DOCUMENT PASSAGE -
○ ○ ○ ○ ○
Subject: General Tech
Manufacturer: Corsair

Wire Free with RGB

Corsair has been on a roll lately. We’ve looked at a number of their peripherals here at PC Perspective and have consistently found them to be well-built, performance accessories for your gaming rig. Today we’re leaving the keyboards and mice behind to take a look at a different, more divisive product category: the gaming headset. Corsair’s Void Pro RGB Wireless looks great on the surface but does it have the sound and comfort to match? Let’s take a closer look and find out.

Specifications and Design

  • MSRP: $99.99 (Amazon.com)
  • Wireless: Yes
  • Wireless Range: Up to 40 feet (12m)
○ ○ ○ ○ ○
WHAT THIS EXERCISE ASKS -
#1 Condense the paragraph in the headset review beginning "Corsair has been on a roll lately" into two shorter sentences that keep its main facts.
#2 Reproduce everything in the headset review from "Wire Free with" down to "and find out.", word for word.
The lines that come after this text aren't needed for anything here.
○ ○ ○ ○ ○
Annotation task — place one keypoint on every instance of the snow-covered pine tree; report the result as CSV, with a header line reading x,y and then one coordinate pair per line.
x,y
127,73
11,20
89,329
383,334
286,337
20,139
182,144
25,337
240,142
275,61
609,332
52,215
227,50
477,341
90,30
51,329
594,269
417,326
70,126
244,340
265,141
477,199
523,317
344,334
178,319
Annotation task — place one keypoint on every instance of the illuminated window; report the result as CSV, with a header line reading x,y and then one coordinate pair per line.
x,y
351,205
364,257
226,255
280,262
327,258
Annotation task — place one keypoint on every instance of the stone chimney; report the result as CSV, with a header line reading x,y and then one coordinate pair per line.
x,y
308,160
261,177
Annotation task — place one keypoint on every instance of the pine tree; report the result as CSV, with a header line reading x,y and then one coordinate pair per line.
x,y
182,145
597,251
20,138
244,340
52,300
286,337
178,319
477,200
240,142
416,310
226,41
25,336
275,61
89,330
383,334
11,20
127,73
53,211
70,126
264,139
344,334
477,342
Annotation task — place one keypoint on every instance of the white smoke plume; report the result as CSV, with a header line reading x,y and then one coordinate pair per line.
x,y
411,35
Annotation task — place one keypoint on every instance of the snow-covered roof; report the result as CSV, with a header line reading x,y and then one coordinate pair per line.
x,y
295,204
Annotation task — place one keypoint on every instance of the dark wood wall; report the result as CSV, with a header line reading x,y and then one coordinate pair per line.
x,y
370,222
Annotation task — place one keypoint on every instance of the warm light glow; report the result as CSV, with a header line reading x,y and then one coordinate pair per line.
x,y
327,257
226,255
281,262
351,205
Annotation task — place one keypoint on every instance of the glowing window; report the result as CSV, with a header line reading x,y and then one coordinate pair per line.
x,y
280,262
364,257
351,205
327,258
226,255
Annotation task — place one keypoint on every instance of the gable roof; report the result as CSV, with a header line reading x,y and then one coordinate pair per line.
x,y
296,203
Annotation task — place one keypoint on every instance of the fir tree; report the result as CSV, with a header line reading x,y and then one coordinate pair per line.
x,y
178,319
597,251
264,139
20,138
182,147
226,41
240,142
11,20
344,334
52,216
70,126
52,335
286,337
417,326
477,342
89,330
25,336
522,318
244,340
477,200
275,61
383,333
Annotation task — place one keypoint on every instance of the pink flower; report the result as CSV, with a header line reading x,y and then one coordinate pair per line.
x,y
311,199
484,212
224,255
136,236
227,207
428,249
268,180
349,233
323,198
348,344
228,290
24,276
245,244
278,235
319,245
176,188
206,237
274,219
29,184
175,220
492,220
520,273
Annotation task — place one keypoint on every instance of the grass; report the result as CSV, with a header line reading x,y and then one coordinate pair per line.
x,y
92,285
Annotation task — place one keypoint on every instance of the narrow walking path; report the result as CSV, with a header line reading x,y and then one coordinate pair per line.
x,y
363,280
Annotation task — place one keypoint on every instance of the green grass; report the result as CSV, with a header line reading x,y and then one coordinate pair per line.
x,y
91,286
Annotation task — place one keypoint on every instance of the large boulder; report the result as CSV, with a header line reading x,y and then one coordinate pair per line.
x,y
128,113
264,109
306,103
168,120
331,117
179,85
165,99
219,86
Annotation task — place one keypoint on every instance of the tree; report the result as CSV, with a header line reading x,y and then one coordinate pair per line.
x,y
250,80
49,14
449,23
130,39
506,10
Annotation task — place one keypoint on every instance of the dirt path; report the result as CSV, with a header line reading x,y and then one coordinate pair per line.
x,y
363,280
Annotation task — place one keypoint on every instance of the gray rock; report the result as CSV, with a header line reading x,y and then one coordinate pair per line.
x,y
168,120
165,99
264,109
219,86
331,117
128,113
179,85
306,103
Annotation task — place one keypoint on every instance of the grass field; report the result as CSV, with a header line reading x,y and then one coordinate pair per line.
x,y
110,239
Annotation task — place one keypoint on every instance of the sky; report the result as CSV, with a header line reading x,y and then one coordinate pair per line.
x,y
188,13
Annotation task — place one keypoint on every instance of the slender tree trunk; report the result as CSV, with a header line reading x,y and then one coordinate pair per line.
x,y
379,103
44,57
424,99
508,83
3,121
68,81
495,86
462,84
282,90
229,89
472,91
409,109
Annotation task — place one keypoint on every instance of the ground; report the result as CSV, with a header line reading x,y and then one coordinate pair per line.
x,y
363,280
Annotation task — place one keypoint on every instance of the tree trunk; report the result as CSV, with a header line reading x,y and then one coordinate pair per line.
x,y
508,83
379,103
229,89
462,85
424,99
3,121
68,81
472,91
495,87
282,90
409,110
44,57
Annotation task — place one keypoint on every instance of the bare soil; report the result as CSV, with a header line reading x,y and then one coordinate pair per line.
○ ○ ○ ○ ○
RESULTS OF THE EXERCISE -
#1 PC Perspective has reviewed many Corsair peripherals and consistently found them well-built, performance gaming accessories. Setting keyboards and mice aside, this review turns to the more divisive gaming headset category to see whether the good-looking Void Pro RGB Wireless has the sound and comfort to match.

#2
Wire Free with RGB

Corsair has been on a roll lately. We’ve looked at a number of their peripherals here at PC Perspective and have consistently found them to be well-built, performance accessories for your gaming rig. Today we’re leaving the keyboards and mice behind to take a look at a different, more divisive product category: the gaming headset. Corsair’s Void Pro RGB Wireless looks great on the surface but does it have the sound and comfort to match? Let’s take a closer look and find out.